> **Records to process**
============
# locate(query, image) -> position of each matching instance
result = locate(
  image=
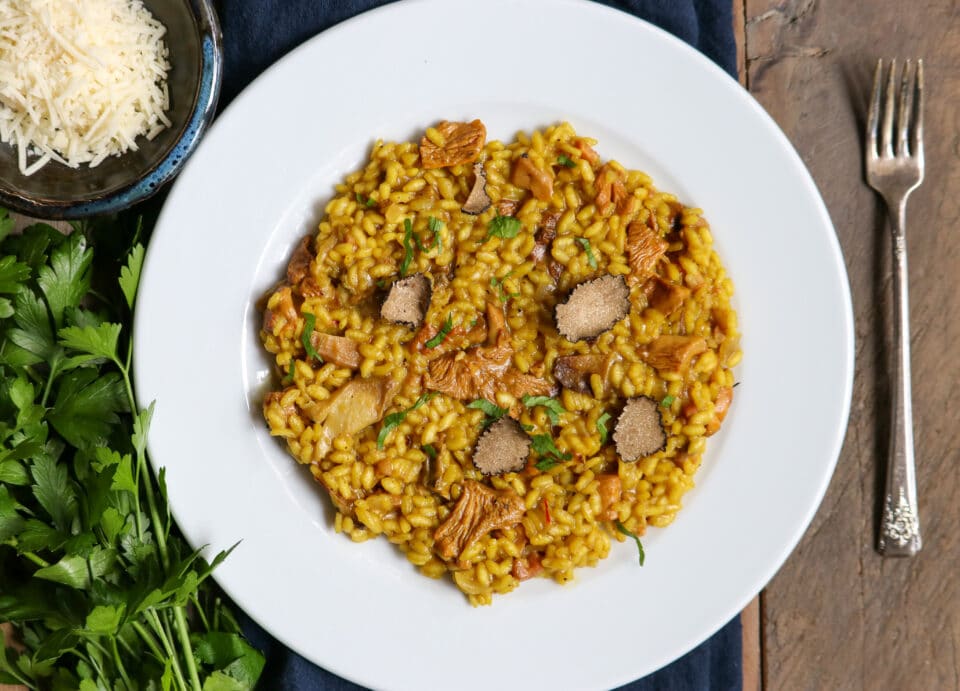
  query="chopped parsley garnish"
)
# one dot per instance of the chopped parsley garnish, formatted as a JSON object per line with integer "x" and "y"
{"x": 591, "y": 260}
{"x": 505, "y": 227}
{"x": 393, "y": 419}
{"x": 435, "y": 224}
{"x": 602, "y": 427}
{"x": 309, "y": 322}
{"x": 623, "y": 529}
{"x": 491, "y": 412}
{"x": 442, "y": 333}
{"x": 407, "y": 246}
{"x": 553, "y": 406}
{"x": 550, "y": 455}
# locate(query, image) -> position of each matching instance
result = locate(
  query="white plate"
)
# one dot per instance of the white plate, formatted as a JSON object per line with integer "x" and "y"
{"x": 260, "y": 180}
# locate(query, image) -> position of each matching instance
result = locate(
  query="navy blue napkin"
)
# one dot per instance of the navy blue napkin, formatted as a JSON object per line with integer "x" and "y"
{"x": 258, "y": 32}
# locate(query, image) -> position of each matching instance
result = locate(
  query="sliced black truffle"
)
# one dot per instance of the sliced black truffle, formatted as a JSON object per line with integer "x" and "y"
{"x": 593, "y": 307}
{"x": 477, "y": 201}
{"x": 407, "y": 301}
{"x": 503, "y": 448}
{"x": 639, "y": 431}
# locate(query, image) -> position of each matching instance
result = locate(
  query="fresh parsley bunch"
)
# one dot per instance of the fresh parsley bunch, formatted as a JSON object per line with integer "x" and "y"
{"x": 101, "y": 590}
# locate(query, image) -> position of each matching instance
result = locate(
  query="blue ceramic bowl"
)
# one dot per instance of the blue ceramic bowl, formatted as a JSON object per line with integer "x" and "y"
{"x": 56, "y": 191}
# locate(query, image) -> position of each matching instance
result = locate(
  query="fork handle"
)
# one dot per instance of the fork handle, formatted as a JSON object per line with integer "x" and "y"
{"x": 900, "y": 522}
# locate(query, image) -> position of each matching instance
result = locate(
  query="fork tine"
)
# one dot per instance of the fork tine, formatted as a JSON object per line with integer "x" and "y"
{"x": 905, "y": 111}
{"x": 873, "y": 118}
{"x": 916, "y": 145}
{"x": 886, "y": 127}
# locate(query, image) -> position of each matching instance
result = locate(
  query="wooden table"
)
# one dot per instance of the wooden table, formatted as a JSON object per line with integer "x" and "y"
{"x": 837, "y": 615}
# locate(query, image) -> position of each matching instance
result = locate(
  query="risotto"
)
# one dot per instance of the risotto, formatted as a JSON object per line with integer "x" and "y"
{"x": 500, "y": 356}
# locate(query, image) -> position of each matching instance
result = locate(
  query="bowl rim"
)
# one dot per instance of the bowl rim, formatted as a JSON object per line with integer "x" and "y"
{"x": 203, "y": 109}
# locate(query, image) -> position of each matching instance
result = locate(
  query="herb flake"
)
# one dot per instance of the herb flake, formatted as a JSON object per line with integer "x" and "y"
{"x": 550, "y": 455}
{"x": 591, "y": 259}
{"x": 309, "y": 323}
{"x": 407, "y": 246}
{"x": 391, "y": 421}
{"x": 553, "y": 407}
{"x": 602, "y": 427}
{"x": 504, "y": 227}
{"x": 623, "y": 529}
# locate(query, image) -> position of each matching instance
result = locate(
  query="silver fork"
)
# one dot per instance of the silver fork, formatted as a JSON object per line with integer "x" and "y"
{"x": 895, "y": 169}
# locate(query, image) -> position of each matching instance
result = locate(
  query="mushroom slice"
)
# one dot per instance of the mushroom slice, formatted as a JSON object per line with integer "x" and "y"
{"x": 672, "y": 353}
{"x": 479, "y": 511}
{"x": 477, "y": 201}
{"x": 407, "y": 301}
{"x": 526, "y": 175}
{"x": 593, "y": 307}
{"x": 645, "y": 246}
{"x": 639, "y": 431}
{"x": 503, "y": 448}
{"x": 456, "y": 142}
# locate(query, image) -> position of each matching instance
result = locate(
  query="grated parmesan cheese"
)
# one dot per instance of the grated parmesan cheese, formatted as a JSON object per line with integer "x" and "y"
{"x": 80, "y": 81}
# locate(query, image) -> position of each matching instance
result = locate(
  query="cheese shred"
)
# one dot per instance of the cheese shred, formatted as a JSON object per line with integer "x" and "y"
{"x": 80, "y": 81}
============
> **Directive**
Count the lines in the items above that contain the word "fork". Give only the number.

> **Complete response**
6